Requirement >>
Reproduce the listing below word for word, leaving out the pictures.

* Begin Input for this task *

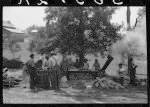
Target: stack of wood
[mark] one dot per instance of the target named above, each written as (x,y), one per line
(105,82)
(10,82)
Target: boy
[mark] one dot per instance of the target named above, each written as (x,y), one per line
(121,72)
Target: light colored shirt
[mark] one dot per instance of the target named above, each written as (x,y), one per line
(121,72)
(31,63)
(96,66)
(47,63)
(86,66)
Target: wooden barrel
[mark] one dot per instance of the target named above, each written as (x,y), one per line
(43,79)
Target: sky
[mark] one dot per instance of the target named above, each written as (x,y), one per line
(23,17)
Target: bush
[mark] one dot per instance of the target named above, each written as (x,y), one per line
(13,63)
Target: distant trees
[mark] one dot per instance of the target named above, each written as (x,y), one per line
(12,43)
(79,30)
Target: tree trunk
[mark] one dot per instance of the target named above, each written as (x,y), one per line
(128,28)
(128,18)
(81,58)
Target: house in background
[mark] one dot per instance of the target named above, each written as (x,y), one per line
(10,30)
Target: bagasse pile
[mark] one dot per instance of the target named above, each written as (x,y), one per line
(105,82)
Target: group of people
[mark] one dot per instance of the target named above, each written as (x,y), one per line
(44,63)
(131,72)
(85,64)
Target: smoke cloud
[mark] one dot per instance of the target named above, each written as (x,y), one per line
(135,38)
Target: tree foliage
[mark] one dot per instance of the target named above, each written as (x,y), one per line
(79,30)
(12,42)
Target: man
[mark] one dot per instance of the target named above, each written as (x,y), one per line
(77,64)
(47,63)
(33,74)
(132,72)
(86,64)
(121,73)
(42,56)
(96,65)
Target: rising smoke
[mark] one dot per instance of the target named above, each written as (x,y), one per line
(133,39)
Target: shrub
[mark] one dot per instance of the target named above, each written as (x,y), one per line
(13,63)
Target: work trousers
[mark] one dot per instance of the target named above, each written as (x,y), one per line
(33,78)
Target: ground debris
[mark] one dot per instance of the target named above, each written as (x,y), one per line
(104,82)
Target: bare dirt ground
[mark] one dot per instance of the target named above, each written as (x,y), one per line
(21,95)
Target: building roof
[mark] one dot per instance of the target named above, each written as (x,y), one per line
(10,27)
(8,24)
(13,30)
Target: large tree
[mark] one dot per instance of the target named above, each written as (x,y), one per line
(79,30)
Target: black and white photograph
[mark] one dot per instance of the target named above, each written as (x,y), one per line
(74,54)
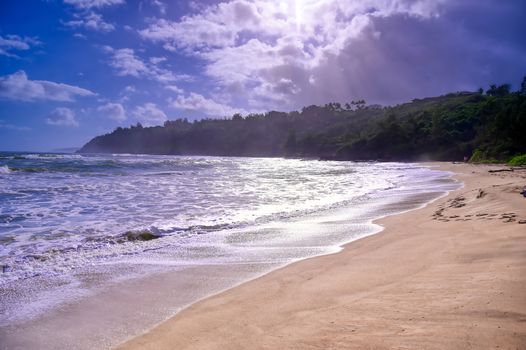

* End Input for this task *

Solution to this exercise >>
Target: stack of wood
[mark] one dot per instance of the target named above, each written as (x,y), one per line
(105,82)
(10,82)
Target: boy
[mark] one dot per instance of the target named above, each written as (x,y), one per line
(121,72)
Target: light colored shirt
[mark] one dot per instance of the target named above, each written as (x,y), one per line
(121,72)
(31,63)
(96,66)
(47,63)
(86,66)
Target: wooden barrel
[mark] one dot per instance of the target named above, each written as (x,y), one per line
(43,79)
Target: sky
[mark] one dot per instance of the target named above, each written as (x,y), one per line
(23,17)
Target: bush
[mark] one dot per instance of the target named above, each written as (x,y), one per line
(13,63)
Target: distant trees
[mark] one dot per instance of the target named above, each written as (x,y), one per line
(12,43)
(79,30)
Target: tree trunk
[mark] one dot per instance of the target named above, each written as (x,y), one per line
(128,28)
(128,18)
(81,58)
Target: house in background
[mark] one dot per instance of the target named above, each written as (x,y), one per line
(10,30)
Target: bagasse pile
[mark] one dot per instance of the target named above, each written as (x,y), one per line
(105,82)
Target: group of people
[mark] one dot per instance of the target named above, each written as (x,y), one per line
(44,63)
(131,72)
(85,64)
Target: smoke cloud
[mark] one dot per instance of the target named above, each written as (x,y), one per line
(135,38)
Target: tree foliage
[mark] one dot per instance of the target named above, each written as (x,y), one per line
(79,30)
(12,42)
Target: man
[mark] one dot per instance of the target named above, each written as (x,y), one per line
(77,64)
(47,63)
(33,74)
(132,72)
(86,64)
(121,73)
(42,56)
(96,65)
Target: rising smoke
[mark] one dot per instance of the target named above, each written as (x,y), one per line
(133,39)
Target: shrub
[mark] one dot per instance of the target named above, each written as (x,y), one per line
(13,63)
Target: work trousers
[mark] one dot per instance of the target named above, each written as (x,y), one per line
(33,78)
Target: ground debris
[mark] one dot per instance of the target named above, each written as (x,y), one per line
(104,82)
Target: bare dirt ground
[mark] one dot per instance of the target named above, each written as (x,y), one per line
(21,95)
Target: building roof
[mark] one dot per instance of the target named above, each written as (x,y), one per line
(10,27)
(8,24)
(13,30)
Target: large tree
[mark] one dot per instance of the target named above, each written as (x,y), one per line
(79,30)
Target: black and white photograph
[mark] one dot per instance of the target named above, each written as (x,y), one per line
(74,54)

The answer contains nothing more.